Record excerpts:
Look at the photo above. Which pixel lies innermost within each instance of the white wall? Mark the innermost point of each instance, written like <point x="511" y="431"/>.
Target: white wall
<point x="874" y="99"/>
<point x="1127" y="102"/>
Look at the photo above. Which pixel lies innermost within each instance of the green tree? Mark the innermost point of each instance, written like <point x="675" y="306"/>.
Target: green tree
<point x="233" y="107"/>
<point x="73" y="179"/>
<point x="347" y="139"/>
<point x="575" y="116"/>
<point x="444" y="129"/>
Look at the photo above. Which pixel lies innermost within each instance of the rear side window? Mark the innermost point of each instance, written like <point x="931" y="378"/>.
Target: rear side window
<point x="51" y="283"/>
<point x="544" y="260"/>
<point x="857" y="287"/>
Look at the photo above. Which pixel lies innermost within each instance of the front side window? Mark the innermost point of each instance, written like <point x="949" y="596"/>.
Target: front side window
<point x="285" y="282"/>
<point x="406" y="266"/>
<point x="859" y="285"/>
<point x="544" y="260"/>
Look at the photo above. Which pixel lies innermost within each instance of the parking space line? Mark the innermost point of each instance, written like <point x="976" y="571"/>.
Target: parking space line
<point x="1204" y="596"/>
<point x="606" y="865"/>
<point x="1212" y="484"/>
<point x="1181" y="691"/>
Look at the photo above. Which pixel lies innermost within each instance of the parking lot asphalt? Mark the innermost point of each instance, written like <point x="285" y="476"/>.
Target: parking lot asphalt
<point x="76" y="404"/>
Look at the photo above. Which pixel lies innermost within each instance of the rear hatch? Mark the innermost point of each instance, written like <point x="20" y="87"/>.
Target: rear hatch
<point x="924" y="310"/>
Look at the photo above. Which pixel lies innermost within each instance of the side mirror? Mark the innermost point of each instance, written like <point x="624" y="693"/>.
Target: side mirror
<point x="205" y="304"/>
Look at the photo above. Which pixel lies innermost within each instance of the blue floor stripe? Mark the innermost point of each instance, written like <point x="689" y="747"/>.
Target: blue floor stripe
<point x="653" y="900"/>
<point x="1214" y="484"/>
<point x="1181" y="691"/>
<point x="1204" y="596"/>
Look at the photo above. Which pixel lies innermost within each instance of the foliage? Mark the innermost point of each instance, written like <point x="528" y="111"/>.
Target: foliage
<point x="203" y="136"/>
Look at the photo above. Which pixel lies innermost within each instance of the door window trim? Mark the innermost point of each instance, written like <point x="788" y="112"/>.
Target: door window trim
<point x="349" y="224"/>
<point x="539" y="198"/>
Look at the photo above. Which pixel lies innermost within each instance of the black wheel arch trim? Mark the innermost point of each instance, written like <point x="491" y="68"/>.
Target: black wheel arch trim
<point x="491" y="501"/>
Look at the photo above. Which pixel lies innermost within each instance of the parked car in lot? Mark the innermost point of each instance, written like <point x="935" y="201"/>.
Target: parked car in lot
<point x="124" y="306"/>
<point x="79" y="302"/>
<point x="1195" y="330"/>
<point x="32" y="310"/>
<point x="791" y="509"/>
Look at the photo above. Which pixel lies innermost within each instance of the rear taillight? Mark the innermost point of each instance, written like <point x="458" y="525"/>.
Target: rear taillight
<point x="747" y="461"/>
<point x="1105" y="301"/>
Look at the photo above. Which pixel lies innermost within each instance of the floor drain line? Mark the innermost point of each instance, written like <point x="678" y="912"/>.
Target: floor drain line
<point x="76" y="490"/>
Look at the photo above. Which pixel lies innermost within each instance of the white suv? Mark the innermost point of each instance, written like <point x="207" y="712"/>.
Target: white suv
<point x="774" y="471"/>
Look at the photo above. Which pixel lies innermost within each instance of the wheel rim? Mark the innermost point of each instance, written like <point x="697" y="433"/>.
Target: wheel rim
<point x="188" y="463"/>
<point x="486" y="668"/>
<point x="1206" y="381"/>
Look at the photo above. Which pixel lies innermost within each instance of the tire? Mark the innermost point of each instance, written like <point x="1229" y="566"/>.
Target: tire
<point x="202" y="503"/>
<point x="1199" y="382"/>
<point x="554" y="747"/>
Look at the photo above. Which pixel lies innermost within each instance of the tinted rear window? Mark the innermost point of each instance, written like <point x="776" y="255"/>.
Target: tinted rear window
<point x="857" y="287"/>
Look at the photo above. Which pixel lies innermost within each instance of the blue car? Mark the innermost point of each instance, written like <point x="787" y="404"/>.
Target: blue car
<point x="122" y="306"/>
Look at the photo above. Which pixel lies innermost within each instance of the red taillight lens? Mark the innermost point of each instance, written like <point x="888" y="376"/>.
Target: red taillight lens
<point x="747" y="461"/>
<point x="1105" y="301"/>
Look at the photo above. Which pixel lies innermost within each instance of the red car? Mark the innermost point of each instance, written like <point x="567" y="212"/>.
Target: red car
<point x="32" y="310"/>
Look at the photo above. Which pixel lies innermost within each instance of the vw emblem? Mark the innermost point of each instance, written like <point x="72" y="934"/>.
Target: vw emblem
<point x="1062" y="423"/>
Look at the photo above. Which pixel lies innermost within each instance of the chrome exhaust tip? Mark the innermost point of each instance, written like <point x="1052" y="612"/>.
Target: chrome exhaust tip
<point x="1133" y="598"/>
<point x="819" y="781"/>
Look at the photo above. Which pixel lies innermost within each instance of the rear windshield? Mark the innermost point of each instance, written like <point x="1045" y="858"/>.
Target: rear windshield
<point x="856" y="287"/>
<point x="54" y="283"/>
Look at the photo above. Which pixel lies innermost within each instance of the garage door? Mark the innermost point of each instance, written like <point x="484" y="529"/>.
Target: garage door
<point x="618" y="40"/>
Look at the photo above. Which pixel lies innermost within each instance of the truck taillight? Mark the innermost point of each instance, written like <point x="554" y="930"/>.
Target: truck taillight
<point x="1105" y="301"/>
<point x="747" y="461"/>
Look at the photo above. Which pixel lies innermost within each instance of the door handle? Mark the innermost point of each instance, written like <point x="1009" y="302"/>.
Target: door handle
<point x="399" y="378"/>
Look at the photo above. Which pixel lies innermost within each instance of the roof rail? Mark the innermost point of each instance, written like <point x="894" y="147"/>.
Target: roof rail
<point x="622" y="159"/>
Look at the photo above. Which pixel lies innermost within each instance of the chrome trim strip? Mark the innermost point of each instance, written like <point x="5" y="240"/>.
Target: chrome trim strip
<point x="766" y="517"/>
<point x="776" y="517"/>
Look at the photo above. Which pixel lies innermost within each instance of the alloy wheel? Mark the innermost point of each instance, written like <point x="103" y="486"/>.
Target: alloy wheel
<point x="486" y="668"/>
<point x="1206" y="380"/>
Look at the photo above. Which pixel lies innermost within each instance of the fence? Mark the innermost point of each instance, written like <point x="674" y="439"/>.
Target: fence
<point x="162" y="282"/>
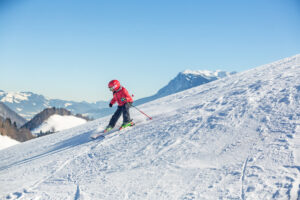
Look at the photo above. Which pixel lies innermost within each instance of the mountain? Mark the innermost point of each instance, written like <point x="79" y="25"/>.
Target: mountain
<point x="186" y="80"/>
<point x="6" y="112"/>
<point x="28" y="104"/>
<point x="233" y="138"/>
<point x="9" y="129"/>
<point x="41" y="121"/>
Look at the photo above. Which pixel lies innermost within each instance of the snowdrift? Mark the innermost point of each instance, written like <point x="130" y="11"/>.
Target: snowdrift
<point x="235" y="138"/>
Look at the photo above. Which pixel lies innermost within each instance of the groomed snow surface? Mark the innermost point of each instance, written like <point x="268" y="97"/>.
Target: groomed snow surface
<point x="6" y="142"/>
<point x="235" y="138"/>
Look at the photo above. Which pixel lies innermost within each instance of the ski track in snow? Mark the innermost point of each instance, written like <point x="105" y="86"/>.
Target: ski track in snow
<point x="236" y="138"/>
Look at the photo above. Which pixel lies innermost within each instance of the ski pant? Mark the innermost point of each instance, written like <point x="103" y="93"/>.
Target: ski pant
<point x="121" y="110"/>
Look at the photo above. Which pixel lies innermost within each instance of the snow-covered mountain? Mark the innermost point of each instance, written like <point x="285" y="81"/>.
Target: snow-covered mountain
<point x="6" y="112"/>
<point x="186" y="80"/>
<point x="233" y="138"/>
<point x="28" y="104"/>
<point x="57" y="123"/>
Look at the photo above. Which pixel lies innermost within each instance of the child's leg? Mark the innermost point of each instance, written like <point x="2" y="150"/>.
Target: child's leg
<point x="115" y="117"/>
<point x="126" y="115"/>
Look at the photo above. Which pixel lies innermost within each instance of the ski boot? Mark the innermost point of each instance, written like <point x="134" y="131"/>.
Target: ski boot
<point x="108" y="128"/>
<point x="125" y="125"/>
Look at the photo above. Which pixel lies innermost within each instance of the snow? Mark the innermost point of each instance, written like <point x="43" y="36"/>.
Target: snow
<point x="15" y="97"/>
<point x="59" y="123"/>
<point x="206" y="73"/>
<point x="234" y="138"/>
<point x="6" y="142"/>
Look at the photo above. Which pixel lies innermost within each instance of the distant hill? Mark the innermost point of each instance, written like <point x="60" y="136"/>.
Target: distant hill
<point x="186" y="80"/>
<point x="8" y="128"/>
<point x="43" y="116"/>
<point x="6" y="112"/>
<point x="28" y="104"/>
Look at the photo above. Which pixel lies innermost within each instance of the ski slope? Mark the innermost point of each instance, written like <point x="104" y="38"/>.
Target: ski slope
<point x="235" y="138"/>
<point x="6" y="141"/>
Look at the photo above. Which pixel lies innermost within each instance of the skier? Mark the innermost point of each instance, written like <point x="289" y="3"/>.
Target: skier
<point x="124" y="100"/>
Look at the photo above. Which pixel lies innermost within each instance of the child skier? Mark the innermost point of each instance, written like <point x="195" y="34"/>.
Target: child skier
<point x="124" y="100"/>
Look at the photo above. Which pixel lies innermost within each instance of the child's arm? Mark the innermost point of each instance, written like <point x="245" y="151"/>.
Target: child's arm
<point x="127" y="95"/>
<point x="113" y="101"/>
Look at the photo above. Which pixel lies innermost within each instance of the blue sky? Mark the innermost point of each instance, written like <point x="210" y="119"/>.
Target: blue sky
<point x="71" y="49"/>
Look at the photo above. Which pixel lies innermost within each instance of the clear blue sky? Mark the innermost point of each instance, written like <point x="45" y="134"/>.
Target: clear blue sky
<point x="71" y="49"/>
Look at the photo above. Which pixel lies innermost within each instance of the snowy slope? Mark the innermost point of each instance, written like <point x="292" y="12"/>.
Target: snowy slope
<point x="6" y="142"/>
<point x="59" y="123"/>
<point x="234" y="138"/>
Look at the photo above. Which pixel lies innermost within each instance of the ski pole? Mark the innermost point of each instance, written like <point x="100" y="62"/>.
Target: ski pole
<point x="141" y="112"/>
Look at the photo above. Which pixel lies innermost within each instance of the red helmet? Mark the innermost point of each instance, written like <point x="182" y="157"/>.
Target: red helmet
<point x="114" y="85"/>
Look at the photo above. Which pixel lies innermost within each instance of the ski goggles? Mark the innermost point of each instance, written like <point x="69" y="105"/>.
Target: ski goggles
<point x="112" y="89"/>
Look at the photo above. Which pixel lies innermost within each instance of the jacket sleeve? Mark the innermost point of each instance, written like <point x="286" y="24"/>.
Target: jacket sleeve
<point x="127" y="95"/>
<point x="113" y="100"/>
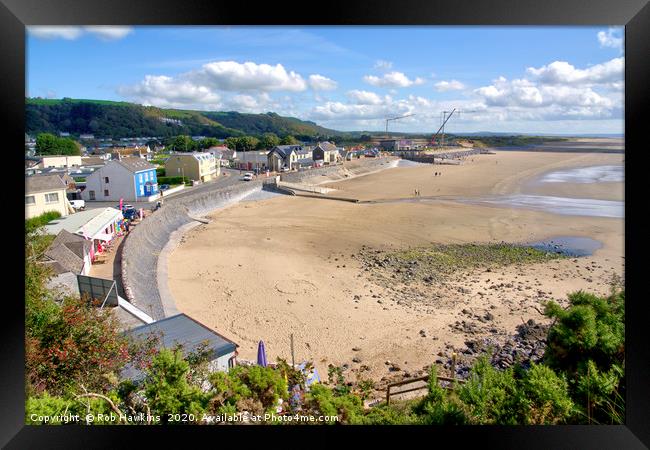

Problem to work on: Transcribe exactly the lines from the one containing "of the clear" through the last line of the records above, and nothing else. Leave out the pictures.

Response to the exercise:
Look at the photo above. Which pixel lies innermost within each instance of the clear blue sky? Mark the innermost point of each instance, written like <point x="45" y="134"/>.
Target: clear blue sky
<point x="71" y="49"/>
Look at the photo above. Which pixel lies innermost within each instance of the snowy slope? Mark the innermost point of each instance, written like <point x="292" y="12"/>.
Target: snowy slope
<point x="6" y="142"/>
<point x="59" y="123"/>
<point x="234" y="138"/>
Look at the photo above. Which pixel lies innermost within each instance of the ski pole? Mark the innermost point of each instance, written like <point x="100" y="62"/>.
Target: ski pole
<point x="141" y="112"/>
Look at the photo above. Which pixel lies innermost within each instance of the red helmet? Mark the innermost point of each instance, written like <point x="182" y="157"/>.
Target: red helmet
<point x="114" y="85"/>
Look at the photo above. Which pixel lies innermost within each instance of the ski goggles? Mark the innermost point of each instance, written like <point x="69" y="105"/>.
Target: ski goggles
<point x="112" y="89"/>
Look at the photo above. Which pixel lies innermost within each instance of the jacket sleeve? Mark the innermost point of each instance, written like <point x="286" y="24"/>.
Target: jacket sleeve
<point x="127" y="95"/>
<point x="113" y="100"/>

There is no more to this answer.